━━ EXERCISE TEXT

O’Callaghan savours a different kind of championship celebration

by Stephen Findlater

There may not have been the post-match razzamatazz but Con O’Callaghan says celebrating December’s All-Ireland senior football championship win was a “unique” and “special” experience.

The Cuala man was named PwC GAA/GPA Player of the Month for his efforts with his first half goal a crucial factor for the boys in blue beating Mayo to secure their sixth successive title.

But Sam Maguire stayed in Croke Park as part of the Covid-19 restrictions while mass gatherings were set aside in place of smaller, more personal get-togethers to toast the victory.

“It was strange,” he said on Wednesday at the announcement of the award. “We spent an hour or so in the dressing rooms afterwards [as a team]. A couple of lads had to get [drug] tested and we had some fun there.

“But after that, we went back to the Gibson Hotel where we had parked and then went home to the family. Normally, there is a load of chaos, there’s friends, family, media – a huge gig, bright lights, a bit crazy and good fun.

“But you could appreciate it on a different level and share it with those closest to you. I went straight home to my parents who were sad they couldn’t get into the match but obviously delighted.

“It was unique – we would have liked the big event but there is something more important at play and it was special to share those moments with those closest to you.

“It very much did still feel like an All-Ireland. There wasn’t that massive buzz the morning after when you usually head to the children’s hospital and then, maybe, to the Boar’s Head with 1,000s of fans on the street and great craic. We had to celebrate in a different way.”

As for his role in the final, O’Callaghan admitted his mixed performance in the early stages of the game was indicative of the teams difficulties as Mayo caused plenty of kick-out turbulence.

“Whenever we play Mayo, we seem to have these titanic battles. Beforehand, we try to identify areas to exploit and say you don’t want too many turnovers.

“But it is very different in the white heat of battle, when you have a lad up your arse chasing you, pushing you, harassing you. It’s a kind of intensity you can’t really appreciate from just watching and analysing them.

“[On video] you wonder ‘how did that fella make that mistake?’ That was easy handpass or whatever. But when you are in there, you are wrecked and have no options, it’s a different thing. I, personally, had a slow enough start.

“Oisin Mullin picked me up and got a few kick-outs early on. I was thinking ‘jeez, not much is happening for me, here’. I had a shot on goal that I could have taken an easy point but tried to force it.

━━━━
━━ MATERIAL SUPPLIED

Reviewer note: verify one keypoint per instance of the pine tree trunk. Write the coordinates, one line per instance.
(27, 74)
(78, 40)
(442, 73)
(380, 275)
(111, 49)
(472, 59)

━━━━

### TASK REQUIREMENTS:
**1.** According to the article on Con O'Callaghan, which Mayo player picked him up early in the final?
**2.** Retype the part of the article on Con O'Callaghan from "As for his role" to "too many turnovers.".

### SOLUTIONS:
**1.** Oisin Mullin

**2.**
As for his role in the final, O’Callaghan admitted his mixed performance in the early stages of the game was indicative of the teams difficulties as Mayo caused plenty of kick-out turbulence.

“Whenever we play Mayo, we seem to have these titanic battles. Beforehand, we try to identify areas to exploit and say you don’t want too many turnovers.